[Recorded data]
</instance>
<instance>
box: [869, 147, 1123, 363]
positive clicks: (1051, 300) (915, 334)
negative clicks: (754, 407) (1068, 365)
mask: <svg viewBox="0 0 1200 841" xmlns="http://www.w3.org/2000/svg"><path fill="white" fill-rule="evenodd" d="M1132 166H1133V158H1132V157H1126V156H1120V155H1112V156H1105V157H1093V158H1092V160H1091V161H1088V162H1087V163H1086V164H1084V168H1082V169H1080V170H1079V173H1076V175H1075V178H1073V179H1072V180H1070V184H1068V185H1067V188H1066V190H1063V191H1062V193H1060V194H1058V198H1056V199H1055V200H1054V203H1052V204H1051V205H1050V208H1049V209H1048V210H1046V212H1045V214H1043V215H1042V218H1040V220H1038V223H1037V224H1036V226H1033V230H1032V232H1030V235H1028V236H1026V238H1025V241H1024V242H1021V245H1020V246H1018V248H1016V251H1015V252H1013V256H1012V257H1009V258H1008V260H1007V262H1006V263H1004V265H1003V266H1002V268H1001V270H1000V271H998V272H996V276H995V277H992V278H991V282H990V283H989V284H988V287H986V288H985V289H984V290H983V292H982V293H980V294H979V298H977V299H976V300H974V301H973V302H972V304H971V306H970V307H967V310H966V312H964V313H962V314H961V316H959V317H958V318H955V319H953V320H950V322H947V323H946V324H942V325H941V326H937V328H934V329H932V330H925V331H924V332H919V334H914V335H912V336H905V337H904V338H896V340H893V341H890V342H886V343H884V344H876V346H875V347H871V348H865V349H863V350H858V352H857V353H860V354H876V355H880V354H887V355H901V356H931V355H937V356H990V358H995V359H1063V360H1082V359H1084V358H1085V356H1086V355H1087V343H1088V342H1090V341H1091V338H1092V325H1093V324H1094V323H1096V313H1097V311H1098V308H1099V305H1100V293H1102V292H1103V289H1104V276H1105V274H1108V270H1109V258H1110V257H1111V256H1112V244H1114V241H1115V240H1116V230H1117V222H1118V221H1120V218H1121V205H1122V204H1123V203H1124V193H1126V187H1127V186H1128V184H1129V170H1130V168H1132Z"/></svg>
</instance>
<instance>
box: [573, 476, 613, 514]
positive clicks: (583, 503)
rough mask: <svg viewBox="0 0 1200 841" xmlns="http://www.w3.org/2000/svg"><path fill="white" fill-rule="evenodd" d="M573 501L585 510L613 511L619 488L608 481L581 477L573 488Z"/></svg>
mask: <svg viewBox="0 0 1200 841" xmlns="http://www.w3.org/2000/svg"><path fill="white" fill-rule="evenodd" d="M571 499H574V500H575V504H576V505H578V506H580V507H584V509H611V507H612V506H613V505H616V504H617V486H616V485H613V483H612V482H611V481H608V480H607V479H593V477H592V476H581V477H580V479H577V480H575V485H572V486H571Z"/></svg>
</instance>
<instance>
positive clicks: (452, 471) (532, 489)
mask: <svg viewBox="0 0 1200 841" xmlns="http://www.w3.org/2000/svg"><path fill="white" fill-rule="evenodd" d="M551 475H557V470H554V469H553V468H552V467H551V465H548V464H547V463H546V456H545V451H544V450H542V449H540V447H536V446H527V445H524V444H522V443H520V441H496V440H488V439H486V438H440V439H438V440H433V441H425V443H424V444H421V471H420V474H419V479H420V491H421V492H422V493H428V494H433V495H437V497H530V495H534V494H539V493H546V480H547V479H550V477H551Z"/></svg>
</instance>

# Goal of the exercise
Every line of the data must be written out again word for word.

# Result of this exercise
</instance>
<instance>
box: [869, 147, 1123, 363]
positive clicks: (1051, 300) (915, 334)
negative clicks: (754, 407) (1068, 365)
mask: <svg viewBox="0 0 1200 841" xmlns="http://www.w3.org/2000/svg"><path fill="white" fill-rule="evenodd" d="M1132 166H1133V158H1132V157H1126V156H1120V155H1112V156H1105V157H1093V158H1092V160H1091V161H1088V162H1087V163H1086V164H1084V168H1082V169H1080V170H1079V173H1076V175H1075V178H1073V179H1072V180H1070V184H1068V185H1067V188H1066V190H1063V191H1062V193H1060V194H1058V198H1056V199H1055V200H1054V203H1052V204H1051V205H1050V208H1049V209H1048V210H1046V212H1045V214H1043V215H1042V218H1040V220H1038V223H1037V224H1036V226H1033V230H1032V232H1030V235H1028V236H1026V238H1025V241H1024V242H1021V245H1020V246H1018V248H1016V251H1015V252H1013V256H1012V257H1009V258H1008V260H1007V262H1006V263H1004V265H1003V266H1002V268H1001V270H1000V271H998V272H996V276H995V277H992V278H991V282H990V283H989V284H988V287H986V288H985V289H984V290H983V292H982V293H980V294H979V298H977V299H976V300H974V301H973V302H972V304H971V306H970V307H967V310H966V312H964V313H962V314H961V316H959V317H958V318H955V319H953V320H950V322H947V323H946V324H942V325H941V326H937V328H934V329H932V330H925V331H924V332H919V334H914V335H912V336H905V337H904V338H896V340H893V341H890V342H886V343H884V344H876V346H875V347H871V348H865V349H863V350H858V352H857V353H860V354H876V355H880V354H887V355H901V356H931V355H937V356H990V358H995V359H1063V360H1082V359H1084V358H1085V356H1086V355H1087V343H1088V342H1090V341H1091V338H1092V325H1093V324H1094V323H1096V313H1097V311H1098V308H1099V305H1100V293H1102V292H1103V289H1104V276H1105V274H1108V270H1109V258H1110V257H1111V256H1112V244H1114V241H1115V240H1116V230H1117V222H1118V221H1120V218H1121V205H1122V204H1123V203H1124V193H1126V187H1127V186H1128V184H1129V170H1130V168H1132Z"/></svg>
</instance>
<instance>
box: [573, 476, 613, 514]
positive clicks: (583, 503)
rough mask: <svg viewBox="0 0 1200 841" xmlns="http://www.w3.org/2000/svg"><path fill="white" fill-rule="evenodd" d="M573 501L585 510L613 511L619 488L608 481L581 477L573 488Z"/></svg>
mask: <svg viewBox="0 0 1200 841" xmlns="http://www.w3.org/2000/svg"><path fill="white" fill-rule="evenodd" d="M571 499H574V500H575V504H576V505H578V506H580V507H584V509H611V507H612V506H613V505H616V504H617V486H616V485H613V483H612V482H611V481H608V480H607V479H593V477H592V476H581V477H580V479H577V480H575V485H572V486H571Z"/></svg>
</instance>
<instance>
positive clicks: (452, 471) (532, 489)
mask: <svg viewBox="0 0 1200 841" xmlns="http://www.w3.org/2000/svg"><path fill="white" fill-rule="evenodd" d="M551 475H557V470H554V469H553V468H552V467H551V465H548V464H547V463H546V456H545V451H544V450H542V449H540V447H536V446H527V445H524V444H522V443H520V441H496V440H488V439H486V438H440V439H438V440H433V441H425V443H424V444H421V471H420V474H419V479H420V491H421V492H422V493H428V494H433V495H437V497H530V495H534V494H539V493H546V480H547V479H550V477H551Z"/></svg>
</instance>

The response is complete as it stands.